[Location identification entries]

** BEGIN **

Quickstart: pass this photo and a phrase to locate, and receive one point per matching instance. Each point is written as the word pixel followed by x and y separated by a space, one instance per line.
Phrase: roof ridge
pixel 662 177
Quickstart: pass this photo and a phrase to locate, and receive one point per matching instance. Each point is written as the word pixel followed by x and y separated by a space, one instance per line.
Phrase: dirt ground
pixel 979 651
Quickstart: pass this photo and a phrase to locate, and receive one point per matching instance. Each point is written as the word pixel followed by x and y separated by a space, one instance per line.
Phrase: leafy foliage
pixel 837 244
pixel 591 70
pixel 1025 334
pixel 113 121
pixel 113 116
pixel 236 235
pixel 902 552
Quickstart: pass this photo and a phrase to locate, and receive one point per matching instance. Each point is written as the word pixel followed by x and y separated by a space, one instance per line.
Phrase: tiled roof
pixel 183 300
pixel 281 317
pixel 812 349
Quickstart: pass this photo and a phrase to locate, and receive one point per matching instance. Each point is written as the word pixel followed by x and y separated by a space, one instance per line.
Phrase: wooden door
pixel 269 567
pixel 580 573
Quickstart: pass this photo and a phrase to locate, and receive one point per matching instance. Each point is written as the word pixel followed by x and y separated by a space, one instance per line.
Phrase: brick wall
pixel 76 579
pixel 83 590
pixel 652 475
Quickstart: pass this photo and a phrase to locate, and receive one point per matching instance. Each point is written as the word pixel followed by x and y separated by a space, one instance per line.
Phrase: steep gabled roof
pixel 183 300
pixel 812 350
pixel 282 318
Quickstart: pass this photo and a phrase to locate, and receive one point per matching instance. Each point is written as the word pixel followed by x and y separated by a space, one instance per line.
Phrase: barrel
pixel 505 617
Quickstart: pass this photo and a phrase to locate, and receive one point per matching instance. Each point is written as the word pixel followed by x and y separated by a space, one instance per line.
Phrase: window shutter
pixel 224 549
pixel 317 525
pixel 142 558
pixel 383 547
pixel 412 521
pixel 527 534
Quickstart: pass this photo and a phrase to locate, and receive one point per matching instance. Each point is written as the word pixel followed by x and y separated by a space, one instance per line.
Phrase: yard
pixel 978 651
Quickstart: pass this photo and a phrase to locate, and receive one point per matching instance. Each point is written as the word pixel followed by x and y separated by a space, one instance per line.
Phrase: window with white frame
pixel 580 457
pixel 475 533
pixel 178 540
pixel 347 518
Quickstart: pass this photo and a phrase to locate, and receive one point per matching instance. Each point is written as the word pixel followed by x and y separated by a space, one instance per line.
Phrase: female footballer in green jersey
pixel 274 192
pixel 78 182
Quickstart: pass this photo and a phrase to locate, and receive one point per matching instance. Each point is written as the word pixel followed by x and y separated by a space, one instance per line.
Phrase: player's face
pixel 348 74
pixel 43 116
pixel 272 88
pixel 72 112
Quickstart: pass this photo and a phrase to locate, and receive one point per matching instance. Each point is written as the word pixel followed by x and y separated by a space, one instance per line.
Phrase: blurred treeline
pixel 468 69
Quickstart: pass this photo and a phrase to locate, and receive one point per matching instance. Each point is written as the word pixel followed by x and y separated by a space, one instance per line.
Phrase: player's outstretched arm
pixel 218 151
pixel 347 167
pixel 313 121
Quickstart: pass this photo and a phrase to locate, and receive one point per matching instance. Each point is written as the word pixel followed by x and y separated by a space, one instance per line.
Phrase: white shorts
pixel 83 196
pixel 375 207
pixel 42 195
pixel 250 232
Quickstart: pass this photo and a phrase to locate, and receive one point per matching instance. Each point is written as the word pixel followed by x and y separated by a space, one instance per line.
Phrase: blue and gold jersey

** END **

> **Short exercise**:
Copy out the material word for word and line for line.

> **Full answer**:
Quickstart: pass this photo and a phrase to locate, and receive one point per matching instance. Each point is written as the word pixel followed by x and y separated by a space, one instance per line.
Phrase: roof ridge
pixel 662 177
Quickstart: pass this photo and a phrase to locate, and receive one point per matching instance. Each point is written as the word pixel followed by x and y separated by a space, one instance per line.
Phrase: dirt ground
pixel 979 651
Quickstart: pass this photo and a phrase to locate, and receive one point per matching instance. Each point is written as the word pixel followed by x and y separated by a space, one instance per line.
Phrase: leafy foliage
pixel 837 244
pixel 591 70
pixel 1025 334
pixel 113 121
pixel 113 116
pixel 236 235
pixel 902 552
Quickstart: pass this photo and a phrase to locate, and receive one point per matching instance. Each point is written as the word pixel followed by x and y separated by a space, one instance per line.
Phrase: tiled roof
pixel 183 300
pixel 281 317
pixel 812 349
Quickstart: pass this photo and a phrase to locate, and receive one point per matching instance. Each point is written as the word pixel followed by x and y separated by a space, one instance per line.
Phrase: wooden door
pixel 269 567
pixel 580 573
Quickstart: pass this photo and a phrase to locate, and receive one point per matching instance. Each point is written as the word pixel followed by x and y separated by a space, one instance per line.
Phrase: brick wall
pixel 76 579
pixel 83 590
pixel 652 475
Quickstart: pass this photo and a phrase to locate, and receive one point per matching instance. Each point is written as the word pixel followed by x and y separated by a space, one instance per line.
Phrase: steep gabled roof
pixel 183 300
pixel 812 350
pixel 282 318
Quickstart: pass this photo and a phrase to locate, and receive one point per matching instance. Each point is written as the word pixel followed by x and y separated by a space, one instance per line.
Phrase: barrel
pixel 505 617
Quickstart: pass this photo and a phrase to locate, and receive one point per matching instance. Each point is written as the word pixel followed by x and y separated by a space, one instance per line.
Phrase: window shutter
pixel 224 549
pixel 317 525
pixel 142 558
pixel 383 547
pixel 412 521
pixel 527 534
Quickstart: pass this photo and a phrase to locate, and receive one point per matching instance. Each point is written as the word pixel followed by x and y separated by a space, one instance per line.
Phrase: yard
pixel 978 651
Quickstart: pass this photo and a phrase to locate, and receive one point per matching instance. Each point is written as the word pixel followed by x and y separated by a space, one instance per line.
Phrase: window with white frame
pixel 580 457
pixel 475 533
pixel 178 540
pixel 347 518
Quickstart: pass this photo and a phrase to locate, and receive one point per matching instance. Each point is written as the word pixel followed by x and y separated by a space, one instance per line.
Phrase: female footballer in green jersey
pixel 274 192
pixel 78 182
Quickstart: pass this photo and a phrase to locate, and receive one point per matching instance. Each point is written as the word pixel followed by x and y separated by a space, one instance per line.
Phrase: player's face
pixel 348 74
pixel 43 116
pixel 272 88
pixel 72 112
Quickstart: pass this photo and a phrase to locate, and receive one point per matching instance. Each point is written as the word pixel followed by x and y separated by a space, one instance per line.
Phrase: blurred treeline
pixel 468 69
Quickstart: pass this photo and a phrase to locate, and receive one point per matching instance. Each point is written as the word pixel followed by x and y separated by a space, one instance per line.
Phrase: player's outstretched arm
pixel 218 151
pixel 347 167
pixel 313 121
Quickstart: pass this photo and a phrase to locate, and receive one point per matching instance. Each point is written as the word pixel followed by x and y separated by a space, one instance per line.
Phrase: white shorts
pixel 83 196
pixel 375 207
pixel 42 195
pixel 250 232
Quickstart: pass this photo and a phrase to locate, and receive one point per matching instance. Each point is written as the word pixel followed by x and y separated by a space, one instance per line.
Phrase: blue and gold jersey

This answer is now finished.